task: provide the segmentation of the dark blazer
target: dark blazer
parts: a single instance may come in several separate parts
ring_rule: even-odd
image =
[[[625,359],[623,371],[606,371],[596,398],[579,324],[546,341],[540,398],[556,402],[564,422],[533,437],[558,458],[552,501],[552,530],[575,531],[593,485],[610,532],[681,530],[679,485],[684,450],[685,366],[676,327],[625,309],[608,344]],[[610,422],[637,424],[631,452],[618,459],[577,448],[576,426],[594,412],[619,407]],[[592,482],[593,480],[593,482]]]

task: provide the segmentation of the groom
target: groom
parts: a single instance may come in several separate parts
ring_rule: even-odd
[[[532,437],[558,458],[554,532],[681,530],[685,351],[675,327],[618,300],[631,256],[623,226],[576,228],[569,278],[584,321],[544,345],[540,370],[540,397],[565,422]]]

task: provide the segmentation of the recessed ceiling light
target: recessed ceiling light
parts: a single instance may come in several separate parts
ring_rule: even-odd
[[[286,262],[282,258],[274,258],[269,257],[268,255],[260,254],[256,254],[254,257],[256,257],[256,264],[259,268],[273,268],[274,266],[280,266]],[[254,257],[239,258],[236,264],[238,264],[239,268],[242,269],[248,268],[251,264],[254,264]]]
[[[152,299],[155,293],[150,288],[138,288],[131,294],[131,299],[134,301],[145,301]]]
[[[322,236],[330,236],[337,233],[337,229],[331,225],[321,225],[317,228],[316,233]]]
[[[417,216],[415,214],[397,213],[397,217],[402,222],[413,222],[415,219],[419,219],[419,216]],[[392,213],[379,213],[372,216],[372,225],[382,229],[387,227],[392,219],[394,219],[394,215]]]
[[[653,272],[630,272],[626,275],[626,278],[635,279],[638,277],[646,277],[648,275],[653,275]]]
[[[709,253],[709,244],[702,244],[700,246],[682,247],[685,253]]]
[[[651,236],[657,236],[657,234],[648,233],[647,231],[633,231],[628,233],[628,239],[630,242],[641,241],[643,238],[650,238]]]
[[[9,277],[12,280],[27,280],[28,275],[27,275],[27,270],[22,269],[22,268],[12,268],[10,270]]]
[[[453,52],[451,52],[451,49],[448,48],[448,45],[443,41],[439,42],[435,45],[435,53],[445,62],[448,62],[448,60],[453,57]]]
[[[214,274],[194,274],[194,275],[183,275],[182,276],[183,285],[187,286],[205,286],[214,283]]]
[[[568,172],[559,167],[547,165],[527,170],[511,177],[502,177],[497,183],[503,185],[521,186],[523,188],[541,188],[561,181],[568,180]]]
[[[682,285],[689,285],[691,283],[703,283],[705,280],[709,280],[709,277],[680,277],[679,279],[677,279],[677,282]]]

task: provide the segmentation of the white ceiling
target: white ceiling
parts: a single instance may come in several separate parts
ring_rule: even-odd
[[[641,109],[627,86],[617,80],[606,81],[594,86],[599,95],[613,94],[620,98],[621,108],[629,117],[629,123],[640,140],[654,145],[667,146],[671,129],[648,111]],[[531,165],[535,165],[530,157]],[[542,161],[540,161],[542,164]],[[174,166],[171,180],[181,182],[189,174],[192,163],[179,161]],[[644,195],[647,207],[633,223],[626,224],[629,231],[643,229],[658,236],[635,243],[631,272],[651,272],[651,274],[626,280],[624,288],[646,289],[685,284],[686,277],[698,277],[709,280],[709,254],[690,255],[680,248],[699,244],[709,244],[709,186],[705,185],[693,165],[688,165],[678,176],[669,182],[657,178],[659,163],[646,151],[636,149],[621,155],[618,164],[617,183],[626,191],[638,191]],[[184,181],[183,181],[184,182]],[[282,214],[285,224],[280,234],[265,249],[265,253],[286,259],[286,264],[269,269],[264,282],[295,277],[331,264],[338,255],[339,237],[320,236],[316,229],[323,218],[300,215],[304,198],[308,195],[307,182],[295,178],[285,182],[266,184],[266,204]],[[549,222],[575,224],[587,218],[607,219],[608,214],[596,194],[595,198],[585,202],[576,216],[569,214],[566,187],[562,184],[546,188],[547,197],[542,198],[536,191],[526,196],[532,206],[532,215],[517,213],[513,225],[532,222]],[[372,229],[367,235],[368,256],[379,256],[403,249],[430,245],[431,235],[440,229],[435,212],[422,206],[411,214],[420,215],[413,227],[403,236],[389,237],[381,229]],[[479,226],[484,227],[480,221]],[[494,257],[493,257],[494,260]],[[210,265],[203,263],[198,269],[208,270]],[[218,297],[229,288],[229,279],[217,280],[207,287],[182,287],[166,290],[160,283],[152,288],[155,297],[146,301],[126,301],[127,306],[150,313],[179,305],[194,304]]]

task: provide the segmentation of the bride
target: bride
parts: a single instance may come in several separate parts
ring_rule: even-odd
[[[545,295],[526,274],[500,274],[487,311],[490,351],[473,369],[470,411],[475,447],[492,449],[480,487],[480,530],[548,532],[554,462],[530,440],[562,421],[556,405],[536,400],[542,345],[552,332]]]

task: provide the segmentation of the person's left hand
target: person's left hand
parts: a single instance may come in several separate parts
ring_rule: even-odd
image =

- - - - -

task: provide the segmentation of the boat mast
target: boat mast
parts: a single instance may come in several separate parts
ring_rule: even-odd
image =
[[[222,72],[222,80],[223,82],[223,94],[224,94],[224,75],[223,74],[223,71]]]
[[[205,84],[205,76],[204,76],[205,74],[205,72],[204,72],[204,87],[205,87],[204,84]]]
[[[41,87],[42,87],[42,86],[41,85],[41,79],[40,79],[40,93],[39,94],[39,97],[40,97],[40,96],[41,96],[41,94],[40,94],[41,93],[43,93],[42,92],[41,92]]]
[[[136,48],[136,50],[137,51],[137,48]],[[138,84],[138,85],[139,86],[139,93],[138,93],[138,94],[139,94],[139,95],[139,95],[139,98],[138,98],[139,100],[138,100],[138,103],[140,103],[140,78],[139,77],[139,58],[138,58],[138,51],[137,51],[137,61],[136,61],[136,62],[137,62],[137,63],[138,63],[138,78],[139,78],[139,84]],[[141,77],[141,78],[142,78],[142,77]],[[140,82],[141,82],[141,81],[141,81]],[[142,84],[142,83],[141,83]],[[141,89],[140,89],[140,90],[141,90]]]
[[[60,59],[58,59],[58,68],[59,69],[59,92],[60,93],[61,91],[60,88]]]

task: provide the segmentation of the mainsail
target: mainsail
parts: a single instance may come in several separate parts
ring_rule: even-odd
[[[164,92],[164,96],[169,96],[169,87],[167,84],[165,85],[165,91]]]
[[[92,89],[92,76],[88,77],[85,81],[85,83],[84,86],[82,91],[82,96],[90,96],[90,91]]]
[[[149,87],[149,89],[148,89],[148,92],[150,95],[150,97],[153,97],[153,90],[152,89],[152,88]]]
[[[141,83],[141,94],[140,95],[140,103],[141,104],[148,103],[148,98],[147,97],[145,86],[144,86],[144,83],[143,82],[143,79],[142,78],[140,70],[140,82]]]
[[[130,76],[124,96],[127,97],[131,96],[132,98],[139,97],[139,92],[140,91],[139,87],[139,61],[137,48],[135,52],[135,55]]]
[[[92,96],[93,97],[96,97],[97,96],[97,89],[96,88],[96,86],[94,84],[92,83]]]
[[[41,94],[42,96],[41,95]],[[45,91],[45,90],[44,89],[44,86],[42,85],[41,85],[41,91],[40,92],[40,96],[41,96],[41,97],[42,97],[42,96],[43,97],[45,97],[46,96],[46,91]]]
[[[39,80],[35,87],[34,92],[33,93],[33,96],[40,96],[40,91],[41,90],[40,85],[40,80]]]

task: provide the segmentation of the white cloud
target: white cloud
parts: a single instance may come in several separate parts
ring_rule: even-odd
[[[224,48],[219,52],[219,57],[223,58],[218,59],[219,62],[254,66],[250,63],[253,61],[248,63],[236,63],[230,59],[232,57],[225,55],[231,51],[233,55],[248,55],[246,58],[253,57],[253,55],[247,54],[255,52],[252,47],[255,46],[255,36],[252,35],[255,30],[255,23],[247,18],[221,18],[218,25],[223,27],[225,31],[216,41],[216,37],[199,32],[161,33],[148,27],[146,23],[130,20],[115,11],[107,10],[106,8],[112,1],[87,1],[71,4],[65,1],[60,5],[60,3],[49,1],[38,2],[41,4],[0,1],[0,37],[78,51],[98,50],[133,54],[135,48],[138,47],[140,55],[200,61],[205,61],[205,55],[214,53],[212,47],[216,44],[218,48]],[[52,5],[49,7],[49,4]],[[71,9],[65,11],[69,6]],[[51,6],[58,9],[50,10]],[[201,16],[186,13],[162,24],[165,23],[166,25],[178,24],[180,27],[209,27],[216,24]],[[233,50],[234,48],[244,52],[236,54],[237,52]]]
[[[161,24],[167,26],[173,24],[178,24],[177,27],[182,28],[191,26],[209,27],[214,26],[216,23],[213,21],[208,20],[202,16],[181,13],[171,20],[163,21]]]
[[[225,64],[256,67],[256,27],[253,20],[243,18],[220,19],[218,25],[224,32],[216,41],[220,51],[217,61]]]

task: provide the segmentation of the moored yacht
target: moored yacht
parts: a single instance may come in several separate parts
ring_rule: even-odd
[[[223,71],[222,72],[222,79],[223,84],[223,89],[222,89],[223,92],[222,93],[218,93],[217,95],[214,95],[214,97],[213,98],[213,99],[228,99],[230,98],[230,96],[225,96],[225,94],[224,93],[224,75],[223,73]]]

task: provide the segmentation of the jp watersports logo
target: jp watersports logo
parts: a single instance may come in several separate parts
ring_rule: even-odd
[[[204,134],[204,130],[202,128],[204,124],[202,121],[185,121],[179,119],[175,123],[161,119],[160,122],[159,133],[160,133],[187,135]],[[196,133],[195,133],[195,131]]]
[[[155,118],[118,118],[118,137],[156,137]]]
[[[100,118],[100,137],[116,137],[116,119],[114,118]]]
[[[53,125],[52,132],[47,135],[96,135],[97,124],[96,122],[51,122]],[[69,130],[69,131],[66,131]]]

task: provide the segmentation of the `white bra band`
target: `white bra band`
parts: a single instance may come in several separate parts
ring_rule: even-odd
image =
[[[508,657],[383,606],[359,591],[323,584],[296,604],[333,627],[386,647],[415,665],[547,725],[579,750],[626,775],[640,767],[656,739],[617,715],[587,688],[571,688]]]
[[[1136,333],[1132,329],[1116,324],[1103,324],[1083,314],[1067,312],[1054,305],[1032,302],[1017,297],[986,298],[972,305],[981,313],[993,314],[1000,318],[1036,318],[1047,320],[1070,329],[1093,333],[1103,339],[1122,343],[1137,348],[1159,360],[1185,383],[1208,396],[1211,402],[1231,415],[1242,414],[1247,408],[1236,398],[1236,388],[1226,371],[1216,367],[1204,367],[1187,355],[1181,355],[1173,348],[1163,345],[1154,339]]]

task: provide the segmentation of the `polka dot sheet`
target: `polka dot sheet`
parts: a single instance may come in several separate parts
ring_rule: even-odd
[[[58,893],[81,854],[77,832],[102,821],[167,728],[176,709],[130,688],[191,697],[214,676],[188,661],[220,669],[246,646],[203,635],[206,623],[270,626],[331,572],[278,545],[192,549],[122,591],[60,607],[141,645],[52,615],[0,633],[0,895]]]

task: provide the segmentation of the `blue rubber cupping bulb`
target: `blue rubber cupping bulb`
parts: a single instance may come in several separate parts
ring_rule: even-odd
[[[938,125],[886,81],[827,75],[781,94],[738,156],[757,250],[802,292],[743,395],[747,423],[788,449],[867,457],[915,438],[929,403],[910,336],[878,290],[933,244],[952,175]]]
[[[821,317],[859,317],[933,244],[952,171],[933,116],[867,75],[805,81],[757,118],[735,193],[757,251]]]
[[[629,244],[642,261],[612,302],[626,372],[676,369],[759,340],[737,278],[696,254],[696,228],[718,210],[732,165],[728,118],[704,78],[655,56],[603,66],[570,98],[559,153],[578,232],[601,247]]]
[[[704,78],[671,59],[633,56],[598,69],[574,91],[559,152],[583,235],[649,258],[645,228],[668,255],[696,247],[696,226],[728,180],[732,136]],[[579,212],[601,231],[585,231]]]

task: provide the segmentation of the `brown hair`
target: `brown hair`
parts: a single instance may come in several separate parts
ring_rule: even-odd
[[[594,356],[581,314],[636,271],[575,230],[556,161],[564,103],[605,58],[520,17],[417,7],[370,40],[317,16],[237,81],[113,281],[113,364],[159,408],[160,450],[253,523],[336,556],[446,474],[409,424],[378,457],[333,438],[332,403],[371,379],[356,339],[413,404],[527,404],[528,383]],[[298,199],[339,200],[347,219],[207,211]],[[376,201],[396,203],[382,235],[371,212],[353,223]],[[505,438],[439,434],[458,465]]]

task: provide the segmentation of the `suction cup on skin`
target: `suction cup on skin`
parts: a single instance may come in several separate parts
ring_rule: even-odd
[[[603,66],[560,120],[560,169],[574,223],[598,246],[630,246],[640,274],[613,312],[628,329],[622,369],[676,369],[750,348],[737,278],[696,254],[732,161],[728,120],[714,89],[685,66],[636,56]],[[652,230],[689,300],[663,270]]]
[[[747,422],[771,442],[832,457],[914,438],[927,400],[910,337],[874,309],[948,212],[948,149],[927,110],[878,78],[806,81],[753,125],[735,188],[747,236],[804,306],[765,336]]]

- - - - -

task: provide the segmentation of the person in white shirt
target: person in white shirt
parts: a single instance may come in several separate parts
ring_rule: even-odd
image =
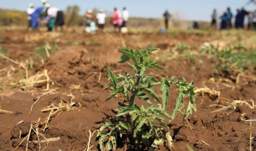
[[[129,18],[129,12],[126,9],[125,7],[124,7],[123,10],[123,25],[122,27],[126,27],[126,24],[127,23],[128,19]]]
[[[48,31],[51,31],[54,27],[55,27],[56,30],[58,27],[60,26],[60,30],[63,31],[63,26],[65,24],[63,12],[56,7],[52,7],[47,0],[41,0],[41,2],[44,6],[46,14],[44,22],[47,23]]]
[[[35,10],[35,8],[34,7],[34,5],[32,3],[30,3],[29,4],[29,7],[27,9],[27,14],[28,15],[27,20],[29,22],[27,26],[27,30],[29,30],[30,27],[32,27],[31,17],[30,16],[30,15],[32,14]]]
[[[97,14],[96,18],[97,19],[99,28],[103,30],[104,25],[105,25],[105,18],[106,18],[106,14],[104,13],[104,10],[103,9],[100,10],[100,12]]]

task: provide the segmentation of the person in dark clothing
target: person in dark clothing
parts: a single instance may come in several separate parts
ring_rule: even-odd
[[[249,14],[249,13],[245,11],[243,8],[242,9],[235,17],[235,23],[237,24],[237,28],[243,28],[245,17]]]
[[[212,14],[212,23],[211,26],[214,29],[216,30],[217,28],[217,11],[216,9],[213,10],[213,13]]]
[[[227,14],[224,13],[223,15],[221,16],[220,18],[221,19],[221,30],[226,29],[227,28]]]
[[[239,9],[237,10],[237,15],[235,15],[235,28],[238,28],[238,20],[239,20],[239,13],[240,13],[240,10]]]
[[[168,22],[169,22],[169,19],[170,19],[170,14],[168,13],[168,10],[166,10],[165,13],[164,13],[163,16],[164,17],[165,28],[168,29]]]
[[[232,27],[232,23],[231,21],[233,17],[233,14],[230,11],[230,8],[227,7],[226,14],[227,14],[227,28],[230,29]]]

- - - - -

__STATED EXERCISE__. Pick out every line in the rows above that contains the string "cupping", and copy each one in full. Matching is case-sensitive.

__OUTPUT OF THE TASK__.
task: provide the segmentation of the `blue rubber cupping bulb`
target: `blue rubber cupping bulb`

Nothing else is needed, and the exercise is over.